■ Quoted passage ■
- Author
- Richard Doherty
This is a one-volume history of the Battle of the Atlantic. The author is a prolific and established military historian; this appears to be his first treatment of a naval subject. It is written from a Command perspective and provides an economical narrative covering a very complex subject. It includes a background sketch of the original development of submarines and World War I and post-WW1 anti-submarine warfare. It is a very useful primer for further reading on the topic for anyone coming new to it.
Doherty’s underlying comprehensive research enables him to pick his way successfully between the often conflicting offerings of his predecessors (the older ones writing, of course, without reference or indeed probably knowledge of the interceptors and code breakers’ contribution). We are provided with a thoughtful analysis which often challenges received ‘truths’. What comes across very strongly is our superior Command organisation, albeit punctured by some blunders, and our steady succession of key technical advances. The learning curve for all is clear; the crucial contributions to victory of several relatively junior individuals contrasts with many senior staff and their principals operating at or beyond the limits of their imagination, coupled with painful re-learning of lessons from the previous conflict.
The text is supported by a good selection of maps, photographs and other illustrations, and a comprehensive bibliography. Even five pages of book titles alone cannot cover everything; for the personal experience of weather and war in this bitter sixty-eight month battle I would refer the ready to Monsarrat’s The Cruel Sea, JPW Mallalieu’s Very Ordinary Seaman and AH Cherry’s Yankee RN. References to (mostly secondary) sources are carefully annotated, together with a guide to the relevant records in the National Archives which have also been consulted.

■ Supplied material ■
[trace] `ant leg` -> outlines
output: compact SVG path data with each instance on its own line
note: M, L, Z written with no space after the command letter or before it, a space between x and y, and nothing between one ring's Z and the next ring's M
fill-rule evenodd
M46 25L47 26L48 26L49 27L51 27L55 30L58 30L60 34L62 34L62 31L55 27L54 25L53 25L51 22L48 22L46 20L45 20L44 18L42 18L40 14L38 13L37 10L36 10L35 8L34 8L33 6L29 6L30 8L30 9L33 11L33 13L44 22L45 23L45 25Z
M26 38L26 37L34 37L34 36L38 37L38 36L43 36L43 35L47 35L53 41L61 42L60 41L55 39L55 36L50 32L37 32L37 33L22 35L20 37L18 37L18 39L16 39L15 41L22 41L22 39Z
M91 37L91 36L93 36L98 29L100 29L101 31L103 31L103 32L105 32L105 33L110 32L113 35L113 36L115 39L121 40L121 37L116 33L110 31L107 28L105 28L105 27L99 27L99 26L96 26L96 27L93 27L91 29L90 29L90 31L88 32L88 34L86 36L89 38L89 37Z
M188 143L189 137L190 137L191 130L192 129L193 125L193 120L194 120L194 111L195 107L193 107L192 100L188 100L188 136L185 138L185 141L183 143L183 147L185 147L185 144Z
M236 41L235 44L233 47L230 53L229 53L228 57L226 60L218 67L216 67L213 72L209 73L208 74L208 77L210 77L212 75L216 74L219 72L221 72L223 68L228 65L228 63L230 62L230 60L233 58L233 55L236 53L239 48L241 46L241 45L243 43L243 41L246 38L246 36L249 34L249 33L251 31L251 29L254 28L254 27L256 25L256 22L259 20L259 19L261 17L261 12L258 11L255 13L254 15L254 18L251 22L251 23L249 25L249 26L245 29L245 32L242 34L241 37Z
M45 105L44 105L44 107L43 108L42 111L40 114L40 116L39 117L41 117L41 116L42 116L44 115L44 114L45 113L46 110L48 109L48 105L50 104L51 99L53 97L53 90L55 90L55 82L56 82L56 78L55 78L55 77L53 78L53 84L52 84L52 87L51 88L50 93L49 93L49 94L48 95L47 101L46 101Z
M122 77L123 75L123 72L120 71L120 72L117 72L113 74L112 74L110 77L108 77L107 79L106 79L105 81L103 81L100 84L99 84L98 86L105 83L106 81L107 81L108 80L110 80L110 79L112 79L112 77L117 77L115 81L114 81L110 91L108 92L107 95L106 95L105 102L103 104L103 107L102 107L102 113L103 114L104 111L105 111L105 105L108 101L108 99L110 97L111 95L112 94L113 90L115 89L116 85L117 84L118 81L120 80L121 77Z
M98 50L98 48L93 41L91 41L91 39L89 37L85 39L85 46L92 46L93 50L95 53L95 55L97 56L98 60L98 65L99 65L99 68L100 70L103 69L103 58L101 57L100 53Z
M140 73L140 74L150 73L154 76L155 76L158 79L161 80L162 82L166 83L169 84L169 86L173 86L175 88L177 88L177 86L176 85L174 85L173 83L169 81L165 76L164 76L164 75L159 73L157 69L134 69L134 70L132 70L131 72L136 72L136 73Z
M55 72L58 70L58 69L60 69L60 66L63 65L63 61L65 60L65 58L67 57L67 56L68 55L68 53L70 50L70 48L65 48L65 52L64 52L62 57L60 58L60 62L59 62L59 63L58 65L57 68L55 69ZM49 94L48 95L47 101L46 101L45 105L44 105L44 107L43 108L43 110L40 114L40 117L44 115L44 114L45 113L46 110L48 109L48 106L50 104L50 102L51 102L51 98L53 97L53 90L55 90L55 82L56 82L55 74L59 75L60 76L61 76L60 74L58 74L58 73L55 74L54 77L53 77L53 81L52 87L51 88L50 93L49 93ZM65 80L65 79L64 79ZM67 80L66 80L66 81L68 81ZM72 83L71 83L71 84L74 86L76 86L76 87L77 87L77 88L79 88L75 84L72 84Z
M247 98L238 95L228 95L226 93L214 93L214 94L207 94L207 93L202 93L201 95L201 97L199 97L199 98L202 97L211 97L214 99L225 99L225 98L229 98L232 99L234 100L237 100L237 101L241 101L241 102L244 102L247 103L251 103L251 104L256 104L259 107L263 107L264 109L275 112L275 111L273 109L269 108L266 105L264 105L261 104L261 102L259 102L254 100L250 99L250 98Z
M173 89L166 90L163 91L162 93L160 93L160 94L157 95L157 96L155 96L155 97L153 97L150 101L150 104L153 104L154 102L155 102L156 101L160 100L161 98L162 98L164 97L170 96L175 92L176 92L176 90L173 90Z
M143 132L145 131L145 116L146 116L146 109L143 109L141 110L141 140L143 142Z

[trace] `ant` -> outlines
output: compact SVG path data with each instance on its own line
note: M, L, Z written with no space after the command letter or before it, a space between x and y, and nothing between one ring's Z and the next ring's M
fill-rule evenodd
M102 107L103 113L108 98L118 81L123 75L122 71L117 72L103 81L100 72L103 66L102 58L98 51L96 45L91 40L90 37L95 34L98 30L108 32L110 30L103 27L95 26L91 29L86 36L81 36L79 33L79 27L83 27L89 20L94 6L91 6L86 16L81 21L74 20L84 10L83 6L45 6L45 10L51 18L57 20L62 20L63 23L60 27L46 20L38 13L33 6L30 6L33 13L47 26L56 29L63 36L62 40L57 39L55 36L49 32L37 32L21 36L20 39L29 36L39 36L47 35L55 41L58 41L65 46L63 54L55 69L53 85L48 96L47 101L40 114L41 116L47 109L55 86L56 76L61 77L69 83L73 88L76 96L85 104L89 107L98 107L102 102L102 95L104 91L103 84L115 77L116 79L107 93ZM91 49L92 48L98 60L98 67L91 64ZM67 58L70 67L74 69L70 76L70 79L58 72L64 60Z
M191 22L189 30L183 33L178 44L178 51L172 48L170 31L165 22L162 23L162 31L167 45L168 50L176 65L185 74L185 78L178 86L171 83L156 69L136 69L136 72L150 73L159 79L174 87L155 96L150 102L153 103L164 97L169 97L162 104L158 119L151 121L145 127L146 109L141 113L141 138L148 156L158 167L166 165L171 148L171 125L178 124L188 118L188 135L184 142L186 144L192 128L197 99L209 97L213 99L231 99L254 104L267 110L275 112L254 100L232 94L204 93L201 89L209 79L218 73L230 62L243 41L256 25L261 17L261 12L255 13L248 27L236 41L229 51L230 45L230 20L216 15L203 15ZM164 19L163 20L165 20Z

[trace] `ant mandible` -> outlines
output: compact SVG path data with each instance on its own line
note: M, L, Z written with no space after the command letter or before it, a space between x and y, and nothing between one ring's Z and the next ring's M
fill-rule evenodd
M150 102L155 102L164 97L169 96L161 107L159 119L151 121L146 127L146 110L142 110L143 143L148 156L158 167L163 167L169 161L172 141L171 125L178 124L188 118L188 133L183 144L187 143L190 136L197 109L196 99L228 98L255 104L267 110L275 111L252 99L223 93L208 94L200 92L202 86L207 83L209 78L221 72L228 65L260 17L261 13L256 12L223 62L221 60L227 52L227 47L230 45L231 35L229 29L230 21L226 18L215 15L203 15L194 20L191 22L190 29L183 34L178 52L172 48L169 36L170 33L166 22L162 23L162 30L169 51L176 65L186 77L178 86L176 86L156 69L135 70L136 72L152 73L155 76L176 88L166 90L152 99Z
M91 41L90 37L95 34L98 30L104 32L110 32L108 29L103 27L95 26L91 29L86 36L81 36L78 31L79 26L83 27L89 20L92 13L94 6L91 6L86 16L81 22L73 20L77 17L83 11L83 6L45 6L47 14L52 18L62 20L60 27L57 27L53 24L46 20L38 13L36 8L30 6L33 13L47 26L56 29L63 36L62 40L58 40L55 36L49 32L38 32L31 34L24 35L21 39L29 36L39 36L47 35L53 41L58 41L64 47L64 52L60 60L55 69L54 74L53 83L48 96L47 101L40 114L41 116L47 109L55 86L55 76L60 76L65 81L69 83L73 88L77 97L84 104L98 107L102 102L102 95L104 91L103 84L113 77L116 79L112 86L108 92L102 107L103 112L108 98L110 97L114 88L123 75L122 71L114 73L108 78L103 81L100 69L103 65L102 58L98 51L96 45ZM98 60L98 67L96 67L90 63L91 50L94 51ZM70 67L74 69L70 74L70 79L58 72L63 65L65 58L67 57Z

■ Exercise tasks ■
[A] Pick out every line of the entries that contains the word "outlines".
[B] Extend the review of the Battle of the Atlantic history by writing what comes after its final sentence.
The review and the entries have no connection to each other.

■ The results ■
[A]
[trace] `ant leg` -> outlines
[trace] `ant` -> outlines
[trace] `ant mandible` -> outlines

[B]
In all the excellence I have some bones to pick with Pen and Sword. On p.36 is a lonely little table, untitled but apparently an analysis by cause of merchant sinkings by numbers and tonnage from an arbitrary four months (in 1940 but it doesn’t say so), perhaps lifted from Roskill Vol.1 p.615 but with a misprint in the totals line; whether this is all merchant shipping or Allied or just British, and for which area - the whole Atlantic, the whole world or what - is not stated (actually, Allied). Either provide complete tabulated and identified statistics like this for the whole war, and preferably as an appendix, or leave this anomaly out altogether. Actually, I would have found a tabulated account of sinkings by cause by month for the war as a whole helpful to keeping mental track via the individual sinkings recorded in the text. Similar statistics for sinkings of and critical damage to U-boats would also have been useful. There is sometimes overlap and underlap of statistics in the text, which is awkward to follow. Next, it would be helpful if the chapters had topic titles and if these were repeated on the page titles as this would help one cross-reference the citations. Thirdly, there is some repetition in the text which better editing might have resolved. Lastly the title, a riff on a Churchill quotation (unreferenced but it is from his The Second World War, vol.2 ‘Their Finest Hour’, p.259), seems a touch melodramatic.
However, in summary I have here a very readable reference for the future, which has in some respects recalibrated my understanding of this conflict. 4/5.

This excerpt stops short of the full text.